> **TASK STATEMENT**
According to the stroke lesion segmentation abstract, how many full-text studies were included after screening?

Artificial Intelligence in Ischemic Stroke Lesion Segmentation: A Narrative Review of Deep Learning Methods, Clinical Utility, and Future Directions.
Journal:
Journal of imaging informatics in medicine
Published Date:
Jul 17, 2026
Abstract
Ischemic stroke management is time-sensitive, and lesion segmentation supports treatment selection, prognostication, and reproducible quantification. Deep learning (DL) aims to accelerate and standardize lesion delineation to augment neuroimaging workflows. We conducted a narrative review of DL-based ischemic stroke lesion segmentation studies published from 2020 to 2025. PubMed, Google Scholar, Scopus, and IEEE Xplore were searched; ~ 500 records were identified, and 40 full-text studies were included after screening. We extracted imaging modality, architecture, segmentation targets, and reported performance (primarily Dice similarity coefficient [DSC]) for descriptive synthesis; exploratory LOESS curves were used only to visualize broader temporal trends and were not interpreted inferentially. U-Net backbones and variants remained dominant, with gains from residual and attention mechanisms and standardized pipelines. On MRI (especially DWI/ADC), many studies reported DSC > 0.80; residual/attention U-Nets reached ~ 0.87 and nnU-Net achieved ~ 0.80-0.82. Since 2023, transformer-based and ensemble approaches have increasingly appeared among top-performing MRI models, with multisite DWI reports approaching ~ 0.90. CT/NCCT segmentation was more variable, with typical research DSC ~ 0.35-0.65, but late-period hybrid CNN-transformer, ensemble, and multimodal approaches reported DSC approaching ~ 0.8, and NCCT tools report higher performance. Overall trends suggested gradual improvement for MRI and a U-shaped trajectory for CT. DL stroke lesion segmentation is maturing toward clinical viability, most convincingly for MRI, while CT applications remain constrained by subtle early ischemic change and generalization challenges. Many studies remain retrospective and may not reflect real-world performance and access constraints, reinforcing the need for prospective, multicenter validation and scalable deployment pathways to enable equitable impact.

> **RECORDED DATA**
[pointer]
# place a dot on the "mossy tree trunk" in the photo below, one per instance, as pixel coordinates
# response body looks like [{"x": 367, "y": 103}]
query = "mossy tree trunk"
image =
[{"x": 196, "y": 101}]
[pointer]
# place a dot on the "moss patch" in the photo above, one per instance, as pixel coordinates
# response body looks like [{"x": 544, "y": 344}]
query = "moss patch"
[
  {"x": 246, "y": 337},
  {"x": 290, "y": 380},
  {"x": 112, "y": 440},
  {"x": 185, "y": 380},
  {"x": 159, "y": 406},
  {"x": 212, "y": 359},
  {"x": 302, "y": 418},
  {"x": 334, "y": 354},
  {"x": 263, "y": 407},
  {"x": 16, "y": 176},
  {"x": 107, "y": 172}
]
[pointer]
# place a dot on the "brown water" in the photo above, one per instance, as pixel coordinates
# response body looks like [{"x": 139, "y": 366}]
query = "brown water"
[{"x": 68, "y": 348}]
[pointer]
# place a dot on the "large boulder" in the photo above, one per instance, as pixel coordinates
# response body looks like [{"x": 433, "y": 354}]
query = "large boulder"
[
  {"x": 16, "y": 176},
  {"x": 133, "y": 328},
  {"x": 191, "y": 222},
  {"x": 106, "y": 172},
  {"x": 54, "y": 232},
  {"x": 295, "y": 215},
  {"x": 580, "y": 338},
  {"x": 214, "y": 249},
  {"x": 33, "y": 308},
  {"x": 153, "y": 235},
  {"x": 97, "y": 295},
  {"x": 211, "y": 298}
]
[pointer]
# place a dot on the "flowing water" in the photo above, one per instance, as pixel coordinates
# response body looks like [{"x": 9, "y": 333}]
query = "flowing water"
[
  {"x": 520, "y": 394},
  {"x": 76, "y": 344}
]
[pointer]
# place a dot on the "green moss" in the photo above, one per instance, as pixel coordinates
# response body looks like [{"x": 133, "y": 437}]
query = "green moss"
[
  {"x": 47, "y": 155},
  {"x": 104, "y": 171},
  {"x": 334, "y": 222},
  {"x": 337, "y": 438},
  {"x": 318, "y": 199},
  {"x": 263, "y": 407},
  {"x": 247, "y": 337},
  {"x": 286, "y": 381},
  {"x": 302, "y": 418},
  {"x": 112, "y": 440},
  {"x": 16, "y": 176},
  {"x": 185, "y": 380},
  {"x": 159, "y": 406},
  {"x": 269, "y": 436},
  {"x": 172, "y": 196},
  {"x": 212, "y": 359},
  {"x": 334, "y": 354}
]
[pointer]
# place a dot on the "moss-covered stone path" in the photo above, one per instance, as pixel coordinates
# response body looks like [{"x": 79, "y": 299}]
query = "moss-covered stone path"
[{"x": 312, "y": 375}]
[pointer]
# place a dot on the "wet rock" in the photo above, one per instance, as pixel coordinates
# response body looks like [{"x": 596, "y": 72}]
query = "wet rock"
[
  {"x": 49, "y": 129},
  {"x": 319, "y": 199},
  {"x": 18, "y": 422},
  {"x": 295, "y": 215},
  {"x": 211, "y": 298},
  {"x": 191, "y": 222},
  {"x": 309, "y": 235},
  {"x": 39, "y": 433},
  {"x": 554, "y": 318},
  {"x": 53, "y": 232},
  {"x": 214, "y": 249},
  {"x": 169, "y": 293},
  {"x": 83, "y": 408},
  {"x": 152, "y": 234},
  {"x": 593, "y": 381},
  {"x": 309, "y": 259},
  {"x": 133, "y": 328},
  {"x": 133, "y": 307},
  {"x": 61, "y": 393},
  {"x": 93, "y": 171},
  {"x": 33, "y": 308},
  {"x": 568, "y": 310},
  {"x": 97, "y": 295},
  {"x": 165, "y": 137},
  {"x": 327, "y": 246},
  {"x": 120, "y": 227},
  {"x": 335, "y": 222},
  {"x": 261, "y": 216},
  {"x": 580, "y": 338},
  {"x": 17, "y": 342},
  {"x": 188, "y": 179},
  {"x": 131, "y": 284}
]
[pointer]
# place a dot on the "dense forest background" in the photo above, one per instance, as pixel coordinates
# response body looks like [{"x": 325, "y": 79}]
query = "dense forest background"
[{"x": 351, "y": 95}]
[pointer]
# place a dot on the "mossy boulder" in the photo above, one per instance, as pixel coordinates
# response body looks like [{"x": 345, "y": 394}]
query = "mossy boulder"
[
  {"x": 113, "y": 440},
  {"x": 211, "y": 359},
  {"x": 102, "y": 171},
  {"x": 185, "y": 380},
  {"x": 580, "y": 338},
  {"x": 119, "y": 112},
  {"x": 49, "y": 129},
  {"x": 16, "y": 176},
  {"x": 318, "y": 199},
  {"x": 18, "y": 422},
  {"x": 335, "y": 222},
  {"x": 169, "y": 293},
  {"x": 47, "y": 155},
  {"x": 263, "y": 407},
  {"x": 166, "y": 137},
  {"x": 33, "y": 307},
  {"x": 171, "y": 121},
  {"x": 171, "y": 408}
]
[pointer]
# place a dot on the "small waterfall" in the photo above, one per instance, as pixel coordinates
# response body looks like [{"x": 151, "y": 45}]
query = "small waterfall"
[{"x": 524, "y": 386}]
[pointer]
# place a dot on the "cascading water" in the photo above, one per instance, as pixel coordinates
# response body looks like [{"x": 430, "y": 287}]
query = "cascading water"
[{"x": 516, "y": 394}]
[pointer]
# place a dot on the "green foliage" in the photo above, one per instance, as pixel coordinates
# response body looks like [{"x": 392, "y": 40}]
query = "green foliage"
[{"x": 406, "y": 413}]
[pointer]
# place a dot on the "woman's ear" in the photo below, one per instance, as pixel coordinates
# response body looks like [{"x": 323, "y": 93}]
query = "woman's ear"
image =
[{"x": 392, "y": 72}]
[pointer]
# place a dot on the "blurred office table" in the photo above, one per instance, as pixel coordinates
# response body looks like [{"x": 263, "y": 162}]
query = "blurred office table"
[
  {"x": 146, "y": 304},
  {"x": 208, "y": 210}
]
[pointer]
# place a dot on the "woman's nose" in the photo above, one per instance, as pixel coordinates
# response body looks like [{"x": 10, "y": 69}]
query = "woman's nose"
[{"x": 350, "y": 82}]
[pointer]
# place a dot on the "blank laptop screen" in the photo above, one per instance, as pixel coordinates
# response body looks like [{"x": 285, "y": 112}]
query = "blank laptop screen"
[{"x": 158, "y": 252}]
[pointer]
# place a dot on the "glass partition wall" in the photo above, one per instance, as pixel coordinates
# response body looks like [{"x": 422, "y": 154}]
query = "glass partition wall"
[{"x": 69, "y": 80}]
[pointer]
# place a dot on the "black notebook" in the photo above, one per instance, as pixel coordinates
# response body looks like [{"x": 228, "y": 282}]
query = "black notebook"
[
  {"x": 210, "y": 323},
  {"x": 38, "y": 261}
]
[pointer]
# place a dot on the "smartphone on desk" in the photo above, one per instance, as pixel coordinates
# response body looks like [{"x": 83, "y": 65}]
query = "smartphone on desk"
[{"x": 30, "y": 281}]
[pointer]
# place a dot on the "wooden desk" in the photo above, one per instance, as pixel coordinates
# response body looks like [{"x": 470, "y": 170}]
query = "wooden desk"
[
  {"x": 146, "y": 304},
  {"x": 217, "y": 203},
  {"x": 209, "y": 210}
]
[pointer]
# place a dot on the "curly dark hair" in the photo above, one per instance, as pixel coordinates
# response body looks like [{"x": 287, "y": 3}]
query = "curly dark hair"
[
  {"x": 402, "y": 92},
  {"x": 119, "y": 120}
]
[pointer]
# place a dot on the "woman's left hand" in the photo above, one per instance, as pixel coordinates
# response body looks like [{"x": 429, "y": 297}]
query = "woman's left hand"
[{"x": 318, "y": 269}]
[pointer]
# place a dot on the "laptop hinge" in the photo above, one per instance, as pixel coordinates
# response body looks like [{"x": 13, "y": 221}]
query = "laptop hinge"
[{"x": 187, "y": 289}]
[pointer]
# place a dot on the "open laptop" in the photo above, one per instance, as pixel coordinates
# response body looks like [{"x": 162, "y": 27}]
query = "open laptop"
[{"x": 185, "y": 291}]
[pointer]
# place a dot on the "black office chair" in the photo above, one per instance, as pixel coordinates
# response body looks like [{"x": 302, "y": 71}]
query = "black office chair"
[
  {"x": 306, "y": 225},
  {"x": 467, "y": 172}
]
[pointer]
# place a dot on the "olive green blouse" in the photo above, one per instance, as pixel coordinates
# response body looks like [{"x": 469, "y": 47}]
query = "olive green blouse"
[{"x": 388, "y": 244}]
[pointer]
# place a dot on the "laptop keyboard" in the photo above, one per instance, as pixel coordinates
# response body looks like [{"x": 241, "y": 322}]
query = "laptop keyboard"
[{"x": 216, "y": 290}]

> **SOLUTION FOR THIS EXERCISE**
40 full-text studies